* **Material supplied**:

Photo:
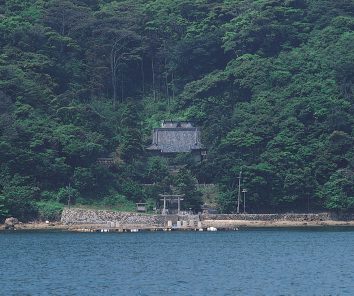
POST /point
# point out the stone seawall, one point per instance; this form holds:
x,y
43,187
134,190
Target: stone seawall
x,y
279,217
83,216
128,219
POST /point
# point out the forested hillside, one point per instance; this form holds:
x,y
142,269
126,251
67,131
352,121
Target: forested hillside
x,y
270,82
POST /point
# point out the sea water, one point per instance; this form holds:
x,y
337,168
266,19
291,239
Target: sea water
x,y
246,262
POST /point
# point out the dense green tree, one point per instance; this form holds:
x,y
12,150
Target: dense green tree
x,y
270,82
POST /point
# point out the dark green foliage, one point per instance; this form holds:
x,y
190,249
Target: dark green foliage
x,y
270,82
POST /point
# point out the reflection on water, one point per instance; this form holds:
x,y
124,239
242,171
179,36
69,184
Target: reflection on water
x,y
252,262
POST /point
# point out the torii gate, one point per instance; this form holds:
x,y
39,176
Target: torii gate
x,y
171,197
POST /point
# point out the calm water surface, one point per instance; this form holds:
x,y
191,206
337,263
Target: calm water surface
x,y
250,262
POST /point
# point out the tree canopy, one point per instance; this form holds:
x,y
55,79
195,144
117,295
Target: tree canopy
x,y
270,83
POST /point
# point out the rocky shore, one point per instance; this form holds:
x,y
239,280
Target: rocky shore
x,y
95,220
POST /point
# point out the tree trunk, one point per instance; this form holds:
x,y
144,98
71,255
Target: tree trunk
x,y
153,79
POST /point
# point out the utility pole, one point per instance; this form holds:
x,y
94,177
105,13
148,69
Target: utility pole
x,y
239,192
244,200
69,198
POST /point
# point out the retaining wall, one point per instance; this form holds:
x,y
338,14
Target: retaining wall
x,y
83,216
279,217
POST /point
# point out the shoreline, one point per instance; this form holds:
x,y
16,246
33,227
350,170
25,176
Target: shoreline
x,y
219,224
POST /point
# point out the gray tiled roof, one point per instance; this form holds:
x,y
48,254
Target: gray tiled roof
x,y
175,140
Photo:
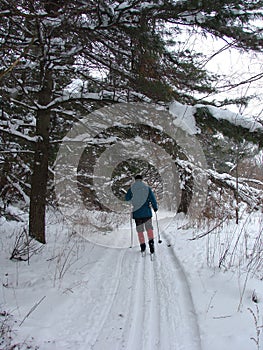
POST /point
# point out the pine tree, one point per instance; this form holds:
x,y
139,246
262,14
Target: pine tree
x,y
46,44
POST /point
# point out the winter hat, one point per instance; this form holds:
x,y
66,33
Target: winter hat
x,y
138,177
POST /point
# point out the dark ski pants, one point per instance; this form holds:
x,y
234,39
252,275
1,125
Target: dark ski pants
x,y
144,224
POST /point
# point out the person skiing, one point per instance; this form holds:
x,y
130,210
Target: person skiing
x,y
141,196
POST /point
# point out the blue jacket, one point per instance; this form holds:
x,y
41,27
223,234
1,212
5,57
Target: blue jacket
x,y
141,197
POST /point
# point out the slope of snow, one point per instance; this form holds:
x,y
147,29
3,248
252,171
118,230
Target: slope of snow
x,y
75,294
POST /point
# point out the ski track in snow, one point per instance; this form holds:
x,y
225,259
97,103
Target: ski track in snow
x,y
152,307
129,303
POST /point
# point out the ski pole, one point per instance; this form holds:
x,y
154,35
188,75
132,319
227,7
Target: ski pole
x,y
131,231
158,231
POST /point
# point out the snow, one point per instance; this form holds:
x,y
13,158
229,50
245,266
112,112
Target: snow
x,y
76,294
184,117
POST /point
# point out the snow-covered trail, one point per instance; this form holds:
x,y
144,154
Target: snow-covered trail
x,y
135,303
113,299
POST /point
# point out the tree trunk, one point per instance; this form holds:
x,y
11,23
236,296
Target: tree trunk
x,y
39,180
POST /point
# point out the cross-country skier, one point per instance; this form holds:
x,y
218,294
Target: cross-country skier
x,y
142,198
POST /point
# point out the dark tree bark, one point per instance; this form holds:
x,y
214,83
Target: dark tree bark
x,y
40,168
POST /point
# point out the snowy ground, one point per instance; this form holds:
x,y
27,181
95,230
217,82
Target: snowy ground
x,y
75,294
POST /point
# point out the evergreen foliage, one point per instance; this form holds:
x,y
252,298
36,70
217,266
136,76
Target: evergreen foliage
x,y
116,51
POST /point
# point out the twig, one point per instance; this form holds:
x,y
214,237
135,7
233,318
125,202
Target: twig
x,y
31,310
207,233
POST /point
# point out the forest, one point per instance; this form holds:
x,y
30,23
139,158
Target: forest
x,y
94,92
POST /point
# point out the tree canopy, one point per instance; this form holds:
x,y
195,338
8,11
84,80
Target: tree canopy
x,y
60,58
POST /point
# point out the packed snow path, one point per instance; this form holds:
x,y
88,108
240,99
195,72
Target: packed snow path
x,y
130,302
152,307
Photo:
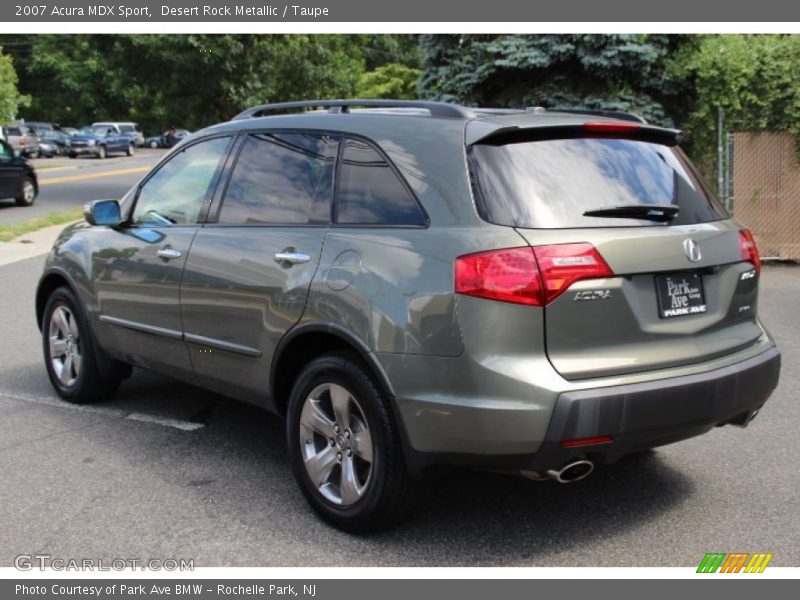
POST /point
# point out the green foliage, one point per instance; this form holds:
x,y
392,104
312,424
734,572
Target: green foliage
x,y
182,80
611,72
10,98
389,81
754,78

* **Objective**: Without the pictures, write out all of the material exactly.

* **Problem solution**:
Photo:
POST /point
# point out the stone seawall, one point per instance; this form holds:
x,y
43,187
134,190
Target: stone seawall
x,y
279,217
83,216
128,219
POST /point
# point out the forested hillside, one point per instance; this form holds:
x,y
142,269
126,251
67,131
352,121
Target: forested hillside
x,y
270,82
POST /point
# point out the sea water, one point per instance; this form holds:
x,y
337,168
266,19
291,239
Target: sea water
x,y
246,262
POST /point
# point out the dense green tree, one point per instance; this form holds:
x,y
12,150
Target: dense green tree
x,y
270,82
POST /point
# point out the dark green foliage, one point per instance; this form holds:
x,y
190,249
Target: dark green foliage
x,y
270,82
POST /point
# point out the reflection on water, one point per instance; this form holds:
x,y
124,239
242,171
179,36
69,184
Target: reflection on water
x,y
252,262
POST /point
# point out the torii gate, one point per instance; this form holds:
x,y
39,176
Target: torii gate
x,y
171,197
POST /point
# point out the calm water surface, one point per instance; this form holds:
x,y
191,206
337,263
Target: calm water surface
x,y
250,262
POST /point
# point out the tree canopy, one point per instance; this form holds:
x,y
55,79
195,144
117,295
Target: tree canopy
x,y
270,83
POST /point
# point out the rocky shore, one point per instance; this form holds:
x,y
239,280
Target: rocky shore
x,y
95,220
POST /point
# point out the tree trunk, one point per instance; this form holds:
x,y
144,98
71,255
Target: tree trunk
x,y
153,79
POST /point
# point out the utility pole, one point per instance; this form holds:
x,y
94,177
105,13
148,69
Target: utility pole
x,y
239,192
244,200
69,198
POST /point
# point out the retaining wall, one point per instance; this form holds:
x,y
338,14
Target: retaining wall
x,y
83,216
279,217
POST /point
# point out the shoreline, one point per instance; this form holds:
x,y
16,246
33,227
350,170
25,176
Target: shoreline
x,y
219,224
POST /point
# point out the gray tiled roof, one point per instance; this form holds:
x,y
48,254
Target: gray tiled roof
x,y
175,140
Photo:
POST /point
# point out the pine tree, one point per instance; this form holds:
x,y
139,246
262,14
Target: pine tree
x,y
46,44
POST /point
# point out the winter hat, one point per instance; this form holds:
x,y
66,33
Target: winter hat
x,y
138,177
POST /point
# point out the dark ski pants, one point per instance; this form holds:
x,y
234,39
252,275
1,125
Target: dark ski pants
x,y
144,224
POST /point
# point out the person skiing, one point per instance; this form holds:
x,y
130,210
Target: person skiing
x,y
141,196
POST /point
# point out the blue jacket, one point per instance; this form holds:
x,y
41,27
223,234
1,212
5,57
Target: blue jacket
x,y
141,197
POST /point
# point out the slope of snow, one point per instance; this form holds:
x,y
147,29
3,248
252,171
118,230
Target: slope of snow
x,y
75,294
POST /point
# point out the ski track in snow, one point per instance; this form holds:
x,y
225,259
97,103
Target: ski track in snow
x,y
152,307
129,303
POST /point
# point out the ski pole, one point per instance; this form holds:
x,y
154,35
188,75
132,319
227,7
Target: ski pole
x,y
131,231
158,231
POST /point
# point out the snow, one point per instance; this form holds:
x,y
13,158
229,50
245,266
112,112
Target: snow
x,y
76,294
184,117
POST /point
# point out the snow-covered trail, one point per instance; this form holds:
x,y
144,154
Target: snow-covered trail
x,y
135,303
113,299
POST /point
# point out the tree trunk, one point per instance; this form holds:
x,y
11,23
236,296
Target: tree trunk
x,y
39,180
POST /point
# point out the cross-country skier, one point per instance; this form holds:
x,y
218,294
Target: cross-country skier
x,y
142,198
POST /point
# point out the dark tree bark, one point per instance; this form holds:
x,y
214,83
Target: dark tree bark
x,y
40,168
POST /point
# point out the snowy ground, one point per instance; this form holds:
x,y
27,181
95,230
217,82
Target: snowy ground
x,y
75,294
POST /point
# point out the evergreen foliage, one point per instance; this form holds:
x,y
252,298
36,70
217,266
136,76
Target: evergreen foliage
x,y
116,51
POST /point
# point out the twig, one point per instance; this form holds:
x,y
214,237
135,7
233,318
125,202
Target: twig
x,y
31,310
207,233
POST /point
# point out the forest, one point per instance; this form holds:
x,y
30,23
139,158
Target: forest
x,y
94,92
POST /point
# point out the tree canopy, one point per instance; this form holds:
x,y
195,338
8,11
84,80
Target: tree canopy
x,y
60,58
POST /point
# point out the packed snow path, one point per instance; this form holds:
x,y
88,108
240,99
195,72
Target: packed snow path
x,y
130,302
152,307
Photo:
POST /point
# point out the green foliage, one point per instance; this form holds:
x,y
392,104
312,424
734,572
Target: green foliage
x,y
182,80
611,72
10,98
389,81
754,78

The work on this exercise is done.